--- Start of EXERCISE INPUT ---
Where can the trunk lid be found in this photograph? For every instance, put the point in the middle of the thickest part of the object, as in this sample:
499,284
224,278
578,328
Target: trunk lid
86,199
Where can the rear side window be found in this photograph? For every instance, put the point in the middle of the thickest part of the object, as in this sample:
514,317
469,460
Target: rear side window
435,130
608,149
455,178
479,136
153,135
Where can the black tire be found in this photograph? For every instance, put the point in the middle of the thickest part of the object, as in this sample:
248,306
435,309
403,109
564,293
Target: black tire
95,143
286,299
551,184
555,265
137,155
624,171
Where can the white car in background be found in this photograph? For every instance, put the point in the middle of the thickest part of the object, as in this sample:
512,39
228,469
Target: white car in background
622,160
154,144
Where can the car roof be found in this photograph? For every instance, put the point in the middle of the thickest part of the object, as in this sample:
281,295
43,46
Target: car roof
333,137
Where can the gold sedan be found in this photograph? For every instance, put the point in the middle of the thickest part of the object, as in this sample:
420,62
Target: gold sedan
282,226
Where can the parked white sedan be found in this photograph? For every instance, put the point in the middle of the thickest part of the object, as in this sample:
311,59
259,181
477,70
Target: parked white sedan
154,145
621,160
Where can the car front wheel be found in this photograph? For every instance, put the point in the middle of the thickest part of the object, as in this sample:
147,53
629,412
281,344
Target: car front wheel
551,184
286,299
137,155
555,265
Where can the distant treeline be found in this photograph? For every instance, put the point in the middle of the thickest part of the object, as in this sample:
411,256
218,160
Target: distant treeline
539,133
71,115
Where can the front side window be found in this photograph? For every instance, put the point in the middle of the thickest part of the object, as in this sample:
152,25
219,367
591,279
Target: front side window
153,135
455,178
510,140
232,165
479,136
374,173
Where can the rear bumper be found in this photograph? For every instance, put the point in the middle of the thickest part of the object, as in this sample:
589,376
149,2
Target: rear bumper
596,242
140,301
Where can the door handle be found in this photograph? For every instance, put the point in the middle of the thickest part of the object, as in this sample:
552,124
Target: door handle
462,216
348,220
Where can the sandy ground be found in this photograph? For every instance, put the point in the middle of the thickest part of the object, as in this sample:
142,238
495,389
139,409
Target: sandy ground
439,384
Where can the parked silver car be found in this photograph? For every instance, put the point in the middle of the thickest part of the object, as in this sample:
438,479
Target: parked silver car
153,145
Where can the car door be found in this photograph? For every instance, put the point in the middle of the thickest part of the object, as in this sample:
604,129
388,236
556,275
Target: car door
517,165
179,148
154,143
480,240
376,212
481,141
--- End of EXERCISE INPUT ---
▸ WHAT THIS TASK INVOLVES: Copy out every line of the material above word for word, without changing anything.

▸ RESULT OF THIS TASK:
Where can the trunk lid be found in this photograph? For every instance, put the point in the middle of the thickest part of the object, as in this sample:
499,284
224,278
578,328
Target: trunk lid
86,199
Where can the rear side window be found in this photograph? For every instance, put the point in the middle of the thickest part of the object, as in this sample:
514,317
469,460
Target: rear side window
435,130
608,149
455,178
479,136
153,135
Where can the black tire be found in this photograph? For every instance, put the point in the middle of the thickest part of the object, as in this sample:
248,306
435,309
403,109
564,293
Target: black tire
95,143
286,299
551,184
555,265
137,155
624,171
Where can the white car in background be found in this photograph? For every instance, put the point in the middle of the thickest part of the object, as in this sample:
512,39
228,469
Target: white car in background
622,160
154,144
Where can the car roof be found in this photograph? For every instance, put the point in the middle of the thickest part of the object, as in this sample:
281,295
43,46
Target: car roof
333,137
Where can the gold sedan be found in this photograph? For every instance, put the point in the middle of the thickest part of the object, as in this sample:
420,62
Target: gold sedan
282,226
Where can the parked white sedan be found in this photograph? For every instance, put the point in the middle of the thickest part of the object, as in this sample:
311,59
259,181
477,70
Target: parked white sedan
154,145
621,160
Where can the car front wheel be found in this photograph? For every instance, put the point in the middle of the thickest part of the object, as in this sample:
147,53
629,412
281,344
Target: car front wheel
551,184
286,299
137,155
555,265
Where can the distant treeline be found in this photograph? For every instance, put the point in the middle of the thickest part of the object, as in this sample:
411,256
218,160
Target: distant treeline
539,133
71,115
Where can the front side window be found in this photograph? For every instance, put the point in the middle of the thickest part of the object, as in this sample:
152,25
219,367
591,279
Target: front side window
153,135
455,178
510,140
232,165
479,136
374,173
Where can the rear bumper be found in this photograph? For every instance, put the point in the middle of the thickest part of the object, as in this sample:
589,376
149,2
Target: rear bumper
596,242
140,301
Where can the door handle be found in this photograph? For every instance, put the point in the middle of the thickest part of the object, as in this sample:
552,124
Target: door handle
462,216
348,220
Where can the sandy ground be found in this photograph? For every instance, put the point in the middle of the thickest part of the object, as in this sample:
142,238
495,389
139,409
Target: sandy ground
439,384
Where can the parked silver car be found in this photograph? For every instance, put the point in the middle of the thickest part of the object, as in this sample:
438,479
Target: parked silver car
153,145
Where can the car door be found in this photograph? For every instance, put the point in the middle of the thickest part of the object, as in this sample:
604,129
388,236
556,275
Target: car door
517,165
179,148
154,143
480,240
376,212
481,141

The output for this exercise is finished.